Task goal » Turn every line of the records below into a numbered list and leave out any blank lines.

Data in this exercise »
+ + + + + + +

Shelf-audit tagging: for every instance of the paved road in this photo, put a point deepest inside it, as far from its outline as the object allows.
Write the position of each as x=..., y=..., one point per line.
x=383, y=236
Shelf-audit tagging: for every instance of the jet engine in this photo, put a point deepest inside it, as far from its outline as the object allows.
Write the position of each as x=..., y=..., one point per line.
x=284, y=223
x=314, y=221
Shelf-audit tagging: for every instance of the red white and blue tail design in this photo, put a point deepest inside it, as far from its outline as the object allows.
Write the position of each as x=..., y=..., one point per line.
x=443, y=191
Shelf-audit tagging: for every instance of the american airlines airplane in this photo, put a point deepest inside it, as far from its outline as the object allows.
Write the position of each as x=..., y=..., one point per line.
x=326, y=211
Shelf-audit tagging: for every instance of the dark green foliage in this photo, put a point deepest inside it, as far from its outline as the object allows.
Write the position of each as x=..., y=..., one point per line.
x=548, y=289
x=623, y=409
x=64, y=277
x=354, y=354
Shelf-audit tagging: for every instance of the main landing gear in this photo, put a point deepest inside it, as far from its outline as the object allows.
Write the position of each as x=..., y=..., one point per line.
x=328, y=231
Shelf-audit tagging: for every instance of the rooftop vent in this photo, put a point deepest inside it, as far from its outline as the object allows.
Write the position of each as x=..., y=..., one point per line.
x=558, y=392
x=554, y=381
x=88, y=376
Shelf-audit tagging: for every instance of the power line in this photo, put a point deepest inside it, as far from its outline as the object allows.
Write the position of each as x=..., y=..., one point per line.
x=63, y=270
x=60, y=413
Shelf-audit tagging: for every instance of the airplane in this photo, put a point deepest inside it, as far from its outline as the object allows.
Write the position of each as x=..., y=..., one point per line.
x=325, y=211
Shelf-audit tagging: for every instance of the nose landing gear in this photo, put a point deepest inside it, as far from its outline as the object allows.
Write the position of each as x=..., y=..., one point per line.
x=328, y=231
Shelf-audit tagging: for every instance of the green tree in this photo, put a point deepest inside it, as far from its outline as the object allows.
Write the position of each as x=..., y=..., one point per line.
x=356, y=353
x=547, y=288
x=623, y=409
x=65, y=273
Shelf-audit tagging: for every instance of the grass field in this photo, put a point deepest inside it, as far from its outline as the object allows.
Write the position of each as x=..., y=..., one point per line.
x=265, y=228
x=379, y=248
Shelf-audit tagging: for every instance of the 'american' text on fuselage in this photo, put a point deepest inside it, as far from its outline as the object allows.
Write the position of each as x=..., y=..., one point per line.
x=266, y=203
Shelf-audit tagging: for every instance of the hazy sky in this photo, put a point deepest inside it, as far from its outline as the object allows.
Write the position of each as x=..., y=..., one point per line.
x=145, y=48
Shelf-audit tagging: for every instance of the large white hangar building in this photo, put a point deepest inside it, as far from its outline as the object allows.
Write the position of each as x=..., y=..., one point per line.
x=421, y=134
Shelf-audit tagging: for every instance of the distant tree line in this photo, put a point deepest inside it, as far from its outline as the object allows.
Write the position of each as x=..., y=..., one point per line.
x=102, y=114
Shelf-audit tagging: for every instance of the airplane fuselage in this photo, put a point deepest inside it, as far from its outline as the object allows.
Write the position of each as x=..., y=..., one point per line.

+ + + + + + +

Written response »
1. Shelf-audit tagging: for every instance of the paved road in this photo, put a point deepest inside it, as far from its outline as the object allows.
2. Write the position of each as x=..., y=..., one point per line.
3. x=383, y=236
4. Shelf-audit tagging: for every instance of the jet engine in this photo, put a point deepest inside it, as far from its outline as the object allows.
5. Write the position of each as x=..., y=..., one point per line.
6. x=284, y=223
7. x=314, y=221
8. Shelf-audit tagging: for every instance of the red white and blue tail design in this photo, put a point deepest inside it, as far from its outline as the object allows.
9. Write the position of each as x=..., y=..., one point per line.
10. x=443, y=191
11. Shelf-audit tagging: for every instance of the american airlines airplane in this photo, put a point deepest inside it, as far from its outline as the object allows.
12. Write the position of each as x=..., y=..., one point per line.
13. x=326, y=211
14. Shelf-audit tagging: for every instance of the dark green foliage in this photo, put a point deepest inside it, as far from its outline as the object allows.
15. Write the position of each as x=..., y=..., one point per line.
16. x=548, y=289
17. x=623, y=409
18. x=64, y=277
19. x=354, y=354
20. Shelf-audit tagging: for every instance of the main landing gear in this photo, put a point deepest inside it, as far from its outline as the object allows.
21. Write the position of each as x=..., y=..., one point per line.
22. x=328, y=231
23. Shelf-audit tagging: for every instance of the rooftop vent in this photo, put a point deepest inside it, as far from its outline as the object allows.
24. Write the position of each as x=..., y=..., one point per line.
25. x=558, y=392
26. x=554, y=381
27. x=88, y=376
28. Shelf-audit tagging: for every instance of the power line in this photo, put a point deepest inside it, as far from its outline as the object allows.
29. Write the position of each as x=..., y=..., one point per line.
30. x=63, y=270
31. x=60, y=413
32. Shelf-audit tagging: for every instance of the airplane in this photo, put a point deepest inside it, as far from its outline as the object allows.
33. Write the position of each as x=..., y=..., one point per line.
34. x=325, y=211
35. Shelf-audit tagging: for every instance of the nose landing gear in this photo, put a point deepest inside it, as far from its outline as the object allows.
36. Write the position of each as x=..., y=..., one point per line.
37. x=328, y=231
38. Shelf-audit tagging: for every instance of the green tree in this photo, put a point deepest inside it, as far from its outline as the object allows.
39. Write the position of each as x=..., y=..., one point per line.
40. x=356, y=353
41. x=547, y=288
42. x=623, y=409
43. x=65, y=273
44. Shelf-audit tagging: for every instance of the grass field in this photo, put a point deepest inside it, as far from its outline as the object allows.
45. Write the position of each as x=..., y=..., one point per line.
46. x=265, y=228
47. x=379, y=248
48. Shelf-audit tagging: for every instance of the 'american' text on fuselage in this photo, put a point deepest inside it, as far from its outline as the object allows.
49. Write the position of each as x=..., y=..., one point per line.
50. x=266, y=203
51. Shelf-audit tagging: for every instance of the hazy sky in this photo, put a point deepest inside it, as far from its outline as the object allows.
52. Write the position of each as x=..., y=..., one point per line.
53. x=145, y=48
54. Shelf-audit tagging: for every instance of the large white hangar building in this photo, put a point deepest inside it, as far from its outline as the object allows.
55. Write the position of each as x=..., y=..., one point per line.
56. x=421, y=134
57. Shelf-audit tagging: for every instance of the distant tree line in this photo, put a point deepest inside it, as far from its outline as the object allows.
58. Write the position of each as x=..., y=..., one point per line.
59. x=102, y=114
60. Shelf-audit tagging: for every instance of the airplane fuselage in this photo, put a point deepest inside it, as far from its outline as the object allows.
61. Write the position of each as x=..., y=..., one point per line.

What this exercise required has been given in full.